Given request -> Display, copied in full, each line of the items below that contains the word "wooden".

== Extracted material

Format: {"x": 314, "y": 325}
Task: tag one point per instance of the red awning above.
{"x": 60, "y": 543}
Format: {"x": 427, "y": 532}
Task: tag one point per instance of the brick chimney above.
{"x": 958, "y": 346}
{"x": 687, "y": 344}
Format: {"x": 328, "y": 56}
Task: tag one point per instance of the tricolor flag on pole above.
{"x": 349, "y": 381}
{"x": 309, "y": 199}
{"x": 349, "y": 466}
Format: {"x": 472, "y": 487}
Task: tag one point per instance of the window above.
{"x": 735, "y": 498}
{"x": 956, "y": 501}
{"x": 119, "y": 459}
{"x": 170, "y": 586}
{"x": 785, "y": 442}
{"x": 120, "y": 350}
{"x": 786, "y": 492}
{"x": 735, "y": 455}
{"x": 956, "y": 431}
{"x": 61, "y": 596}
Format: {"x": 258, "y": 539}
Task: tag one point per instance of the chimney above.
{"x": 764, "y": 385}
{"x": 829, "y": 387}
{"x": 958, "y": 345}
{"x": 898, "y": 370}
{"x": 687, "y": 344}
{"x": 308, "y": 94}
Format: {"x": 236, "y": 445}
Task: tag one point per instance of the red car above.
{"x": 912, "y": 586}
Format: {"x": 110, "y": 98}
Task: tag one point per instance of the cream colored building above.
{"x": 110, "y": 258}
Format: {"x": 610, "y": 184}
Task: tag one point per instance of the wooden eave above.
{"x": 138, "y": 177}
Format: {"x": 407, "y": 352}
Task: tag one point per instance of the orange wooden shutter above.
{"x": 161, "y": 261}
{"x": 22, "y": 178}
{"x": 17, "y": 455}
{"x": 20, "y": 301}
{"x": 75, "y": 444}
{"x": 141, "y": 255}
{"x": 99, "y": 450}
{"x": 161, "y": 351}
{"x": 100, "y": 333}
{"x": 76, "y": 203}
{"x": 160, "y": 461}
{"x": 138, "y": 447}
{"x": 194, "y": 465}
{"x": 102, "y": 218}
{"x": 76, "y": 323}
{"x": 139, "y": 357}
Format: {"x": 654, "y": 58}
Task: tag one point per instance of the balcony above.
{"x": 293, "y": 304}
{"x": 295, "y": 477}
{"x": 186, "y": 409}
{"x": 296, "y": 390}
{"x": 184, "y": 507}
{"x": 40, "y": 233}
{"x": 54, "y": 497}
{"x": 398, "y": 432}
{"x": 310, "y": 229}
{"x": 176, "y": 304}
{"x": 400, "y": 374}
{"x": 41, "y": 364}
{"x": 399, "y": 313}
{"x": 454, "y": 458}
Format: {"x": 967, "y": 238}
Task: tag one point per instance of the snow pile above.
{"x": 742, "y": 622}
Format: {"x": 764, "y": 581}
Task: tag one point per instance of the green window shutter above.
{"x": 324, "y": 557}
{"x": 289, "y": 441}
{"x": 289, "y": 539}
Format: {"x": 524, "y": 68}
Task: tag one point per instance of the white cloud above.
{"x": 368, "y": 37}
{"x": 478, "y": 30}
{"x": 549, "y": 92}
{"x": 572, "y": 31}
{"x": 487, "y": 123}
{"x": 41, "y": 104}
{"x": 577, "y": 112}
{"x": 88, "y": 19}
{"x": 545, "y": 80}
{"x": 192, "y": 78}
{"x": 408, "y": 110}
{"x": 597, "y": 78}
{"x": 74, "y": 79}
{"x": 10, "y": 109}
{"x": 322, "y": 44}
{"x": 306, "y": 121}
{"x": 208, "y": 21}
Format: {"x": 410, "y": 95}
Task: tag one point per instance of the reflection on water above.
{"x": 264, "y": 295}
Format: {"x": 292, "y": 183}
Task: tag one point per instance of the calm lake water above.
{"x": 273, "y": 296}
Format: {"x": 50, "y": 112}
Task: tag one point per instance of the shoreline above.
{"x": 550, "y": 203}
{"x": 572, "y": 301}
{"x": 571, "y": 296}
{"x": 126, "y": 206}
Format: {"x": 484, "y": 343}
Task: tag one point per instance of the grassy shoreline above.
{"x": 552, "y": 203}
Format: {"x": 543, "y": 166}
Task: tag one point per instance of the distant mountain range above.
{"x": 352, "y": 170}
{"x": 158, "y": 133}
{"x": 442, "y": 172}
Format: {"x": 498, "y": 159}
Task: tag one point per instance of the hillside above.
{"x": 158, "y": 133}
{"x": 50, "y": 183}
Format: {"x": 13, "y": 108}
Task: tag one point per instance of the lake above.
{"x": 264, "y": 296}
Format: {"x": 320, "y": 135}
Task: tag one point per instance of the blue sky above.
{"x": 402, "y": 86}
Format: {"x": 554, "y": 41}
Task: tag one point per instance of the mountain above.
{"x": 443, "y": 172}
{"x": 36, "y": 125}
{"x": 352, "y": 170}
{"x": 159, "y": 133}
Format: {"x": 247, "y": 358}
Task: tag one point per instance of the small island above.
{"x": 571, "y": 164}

====

Result ->
Task: tag one point per instance of the wooden eave above.
Task: tag one point per instance of the orange wooden shutter above.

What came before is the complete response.